## STATED GOAL
Repeat word for word the passage of the drill-sharpening text that starts with "Now, with the" and ends with "quick and easy.".

## PROVIDED TEXT
........

Drill Doctor Video (YouTube.com)
Shows the cam action of the drill chuck as it sharpens...

Creating a 135 Degree Drilling Tip
This is done in the same manner as 118 degree tips, however, the sharpening 
port is raised to the 135 degree position and secured, and when you align the
drill bit in the chuck using the Alignment Port, you seat the finger in the 135 
degree notch of the Alignment Port instead of the 118 degree notch. Everything
else is the same.

Creating Other Angle Tips
The Drill Doctor is also capable of sharpening other angles in the 115 - 140 
degree range. The sharpening port angle is variable between these angles, and
there are a few extra notches in the Alignment Port to cover other angles 
(although these are not marked with degree notations. However, there is 
flexibility
here to achieve different angle grinds. I don't personally have a need for 
anything other than 118 degree or 135 degree grinds myself, but who knows, your
situation might be different.

Creating a Back-Cut/Split-Point Tip
The back-cut or split-point tip is a popular drill bit tip profile for metal 
workers or wherever a more aggressive cut start is required. The Drill Doctor
750X allows you to create these tip grinds very quickly and easily. To create a 
split point tip you start by sharpening the drill bit as stated above.
Now, with the drill bit remaining in the tightened chuck, you use the splitting 
port on the lateral side of the machine. You simply align the white mark
on the chuck with the mark on the splitting port and plunge the chuck (and 
secured bit) straight into the port. Split the other side by aligning the second
white mark on the chuck with the mark on the splitting port and plunge. 
Withdraw the chuck and bit and check it. You should now have a split-point drill
bit. Again, very quick and easy.

I would say that to sharpen a smaller dull bit from scratch to a sharp edge 
with a split point design will take no more than 30 seconds, and probably less
once you have the process figured out. It's easy, don't worry. I had it licked 
after just one or two attempts, and the first attempt was perfectly successful.
It is hard (almost impossible) to mess it up if you have ensured the sharpening 
port is set for the correct angle and that you have aligned the bit correctly
in the chuck.

........

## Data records
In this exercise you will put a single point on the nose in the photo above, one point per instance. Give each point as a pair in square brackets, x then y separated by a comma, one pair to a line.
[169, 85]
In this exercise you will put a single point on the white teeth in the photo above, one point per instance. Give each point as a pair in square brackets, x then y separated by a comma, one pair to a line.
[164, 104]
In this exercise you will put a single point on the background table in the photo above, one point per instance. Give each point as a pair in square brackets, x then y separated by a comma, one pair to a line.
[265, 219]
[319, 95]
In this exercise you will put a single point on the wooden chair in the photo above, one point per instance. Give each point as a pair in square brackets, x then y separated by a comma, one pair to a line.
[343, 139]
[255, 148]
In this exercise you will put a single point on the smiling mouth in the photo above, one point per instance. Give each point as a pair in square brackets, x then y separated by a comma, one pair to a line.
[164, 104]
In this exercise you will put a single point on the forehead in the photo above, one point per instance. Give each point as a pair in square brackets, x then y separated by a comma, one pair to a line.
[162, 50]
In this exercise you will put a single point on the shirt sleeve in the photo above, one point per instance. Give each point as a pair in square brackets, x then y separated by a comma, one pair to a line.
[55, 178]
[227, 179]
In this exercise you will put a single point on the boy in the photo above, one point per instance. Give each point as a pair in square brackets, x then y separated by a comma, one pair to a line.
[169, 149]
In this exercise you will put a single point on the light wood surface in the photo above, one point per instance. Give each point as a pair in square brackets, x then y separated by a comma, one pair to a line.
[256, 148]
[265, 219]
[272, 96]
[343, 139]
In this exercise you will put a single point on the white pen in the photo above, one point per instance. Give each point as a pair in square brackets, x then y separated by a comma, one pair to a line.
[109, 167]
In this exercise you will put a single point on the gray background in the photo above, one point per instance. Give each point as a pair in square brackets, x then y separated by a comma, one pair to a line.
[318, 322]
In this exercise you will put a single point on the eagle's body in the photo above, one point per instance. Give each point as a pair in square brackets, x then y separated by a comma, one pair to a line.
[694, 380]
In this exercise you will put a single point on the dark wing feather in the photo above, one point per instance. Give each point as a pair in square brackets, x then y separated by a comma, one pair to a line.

........

## RESULT OF THE EXERCISE
Now, with the drill bit remaining in the tightened chuck, you use the splitting 
port on the lateral side of the machine. You simply align the white mark
on the chuck with the mark on the splitting port and plunge the chuck (and 
secured bit) straight into the port. Split the other side by aligning the second
white mark on the chuck with the mark on the splitting port and plunge. 
Withdraw the chuck and bit and check it. You should now have a split-point drill
bit. Again, very quick and easy.